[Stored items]

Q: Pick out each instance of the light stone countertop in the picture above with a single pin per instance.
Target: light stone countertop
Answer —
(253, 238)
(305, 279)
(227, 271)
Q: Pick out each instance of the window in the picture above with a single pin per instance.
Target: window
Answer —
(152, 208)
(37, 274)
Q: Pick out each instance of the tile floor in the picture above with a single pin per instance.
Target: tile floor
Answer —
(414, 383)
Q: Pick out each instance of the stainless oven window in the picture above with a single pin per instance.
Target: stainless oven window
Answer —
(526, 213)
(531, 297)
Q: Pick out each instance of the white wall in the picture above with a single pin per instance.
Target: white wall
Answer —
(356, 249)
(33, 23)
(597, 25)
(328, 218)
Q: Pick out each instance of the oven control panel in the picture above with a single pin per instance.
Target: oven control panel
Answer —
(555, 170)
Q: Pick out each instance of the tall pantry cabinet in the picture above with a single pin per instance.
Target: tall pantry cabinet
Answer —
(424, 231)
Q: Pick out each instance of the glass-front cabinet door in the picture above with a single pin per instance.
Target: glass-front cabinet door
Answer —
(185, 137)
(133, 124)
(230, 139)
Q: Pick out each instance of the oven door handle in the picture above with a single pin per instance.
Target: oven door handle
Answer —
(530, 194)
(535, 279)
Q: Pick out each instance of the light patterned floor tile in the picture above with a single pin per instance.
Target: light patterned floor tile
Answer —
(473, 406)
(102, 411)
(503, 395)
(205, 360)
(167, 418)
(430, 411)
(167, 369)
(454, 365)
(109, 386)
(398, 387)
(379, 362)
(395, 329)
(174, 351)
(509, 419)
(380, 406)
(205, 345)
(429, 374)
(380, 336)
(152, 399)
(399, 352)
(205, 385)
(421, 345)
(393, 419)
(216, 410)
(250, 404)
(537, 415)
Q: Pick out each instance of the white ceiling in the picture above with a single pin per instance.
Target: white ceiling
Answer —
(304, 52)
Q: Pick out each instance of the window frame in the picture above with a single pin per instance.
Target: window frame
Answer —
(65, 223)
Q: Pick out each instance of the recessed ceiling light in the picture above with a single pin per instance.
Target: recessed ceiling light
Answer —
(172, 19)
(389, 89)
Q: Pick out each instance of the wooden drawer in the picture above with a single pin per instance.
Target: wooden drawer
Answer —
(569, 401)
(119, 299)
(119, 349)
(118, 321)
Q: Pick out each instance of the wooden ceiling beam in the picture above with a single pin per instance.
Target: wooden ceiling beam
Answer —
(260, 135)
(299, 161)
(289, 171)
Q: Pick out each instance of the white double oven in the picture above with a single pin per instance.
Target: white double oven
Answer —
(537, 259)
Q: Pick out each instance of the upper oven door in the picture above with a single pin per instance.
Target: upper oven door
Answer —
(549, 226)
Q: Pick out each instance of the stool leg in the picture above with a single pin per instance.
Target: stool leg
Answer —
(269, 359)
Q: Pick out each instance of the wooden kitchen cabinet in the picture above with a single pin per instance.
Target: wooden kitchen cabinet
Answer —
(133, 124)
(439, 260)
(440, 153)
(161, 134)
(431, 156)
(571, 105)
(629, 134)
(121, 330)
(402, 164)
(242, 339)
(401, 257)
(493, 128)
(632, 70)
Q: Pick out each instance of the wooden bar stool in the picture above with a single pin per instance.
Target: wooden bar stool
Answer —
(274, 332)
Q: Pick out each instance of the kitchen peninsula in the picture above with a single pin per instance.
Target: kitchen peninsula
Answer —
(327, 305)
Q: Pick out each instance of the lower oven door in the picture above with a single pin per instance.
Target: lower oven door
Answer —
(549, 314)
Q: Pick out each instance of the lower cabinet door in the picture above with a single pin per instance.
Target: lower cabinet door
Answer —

WHAT THE TASK REQUIRES:
Pull out every line from the one with "Q: Pick out each instance of the wooden bar" to the end of the listing, and output only those.

COMPLETE RESPONSE:
Q: Pick out each instance of the wooden bar stool in the picture above with a single pin per instance.
Target: wooden bar stool
Answer —
(274, 332)
Q: Pick out each instance of the kitchen peninsula in the picture above with a single pin per instance.
Target: kitchen peninsula
Answer —
(327, 305)
Q: Pick out each instance of the lower oven door in the picture above with a single pin per instance.
Target: lower oven door
Answer —
(549, 314)
Q: Pick out each instance of the lower cabinet door in the picture above with a single pin per instance.
Target: lower cabinet door
Answer —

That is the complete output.